Q&A with NEH Public Scholar Costica Bradatan

Costica Bradatan
(January 10, 2017)

Name: Costica Bradatan 
City and State: Lubbock, TX
Book Title: In Praise of Failure
Publication Date: 2019
Publisher: Harvard University Press

  1. Tell us the first thing you did when you learned you received an NEH Public Scholar grant. I was in New Delhi at the time, on the beautiful campus of the Jawaharlal Nehru University. I knew a decision would be coming soon, but, given the fierce competition, I wasn’t really hopeful, so you can imagine the surprise. When I got the notification from the NEH, after an initial moment of disbelief, I got out into the dark (because of the time difference, it was quite late) and took a long walk.   

  2. What's your writing or academic background? All of my degrees are in philosophy, even though my work has been quite interdisciplinary (apart from philosophy proper, I’ve worked on topics in religion, film, literature, and what not). I have no formal training in writing, but I’ve always had an intimate relationship with it, as one tends to have with one’s vices.

•••

- [STATED PROBLEM A] Can you repeat the interview, word for word, from "Name: Costica Bradatan" up to and including "a long walk."?

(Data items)
•••

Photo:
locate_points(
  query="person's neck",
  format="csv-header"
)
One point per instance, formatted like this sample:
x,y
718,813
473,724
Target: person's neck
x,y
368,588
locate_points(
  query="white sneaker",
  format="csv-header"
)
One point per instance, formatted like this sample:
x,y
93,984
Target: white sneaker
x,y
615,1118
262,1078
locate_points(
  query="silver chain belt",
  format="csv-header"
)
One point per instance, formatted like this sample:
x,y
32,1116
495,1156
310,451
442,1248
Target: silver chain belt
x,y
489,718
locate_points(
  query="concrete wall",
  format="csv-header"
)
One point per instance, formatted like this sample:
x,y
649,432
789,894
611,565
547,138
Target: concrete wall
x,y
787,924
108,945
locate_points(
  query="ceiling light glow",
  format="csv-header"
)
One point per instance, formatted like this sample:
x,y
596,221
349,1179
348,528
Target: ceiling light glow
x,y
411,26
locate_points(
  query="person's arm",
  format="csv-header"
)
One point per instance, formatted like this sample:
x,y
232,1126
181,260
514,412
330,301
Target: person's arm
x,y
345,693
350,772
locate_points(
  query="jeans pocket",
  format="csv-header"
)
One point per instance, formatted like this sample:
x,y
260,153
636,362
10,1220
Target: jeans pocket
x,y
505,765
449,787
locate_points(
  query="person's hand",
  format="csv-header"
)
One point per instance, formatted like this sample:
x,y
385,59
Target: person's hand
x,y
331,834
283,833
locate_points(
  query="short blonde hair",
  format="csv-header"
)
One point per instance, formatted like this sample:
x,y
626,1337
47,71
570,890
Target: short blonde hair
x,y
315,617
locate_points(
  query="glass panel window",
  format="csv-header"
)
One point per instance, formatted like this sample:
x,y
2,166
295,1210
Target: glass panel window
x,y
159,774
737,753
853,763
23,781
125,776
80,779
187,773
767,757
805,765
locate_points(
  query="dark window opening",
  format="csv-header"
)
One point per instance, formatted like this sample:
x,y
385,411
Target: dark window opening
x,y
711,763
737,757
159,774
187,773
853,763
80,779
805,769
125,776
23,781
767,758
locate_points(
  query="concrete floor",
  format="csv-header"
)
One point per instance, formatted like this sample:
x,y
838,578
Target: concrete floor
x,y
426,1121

•••

- [STATED PROBLEM B] Which rows contain the string "neck"? Pick out and copy each such row, matching case exactly.

- [EXERCISE ANSWER A]
Name: Costica Bradatan 
City and State: Lubbock, TX
Book Title: In Praise of Failure
Publication Date: 2019
Publisher: Harvard University Press

  1. Tell us the first thing you did when you learned you received an NEH Public Scholar grant. I was in New Delhi at the time, on the beautiful campus of the Jawaharlal Nehru University. I knew a decision would be coming soon, but, given the fierce competition, I wasn’t really hopeful, so you can imagine the surprise. When I got the notification from the NEH, after an initial moment of disbelief, I got out into the dark (because of the time difference, it was quite late) and took a long walk.

- [EXERCISE ANSWER B]
  query="person's neck",
Target: person's neck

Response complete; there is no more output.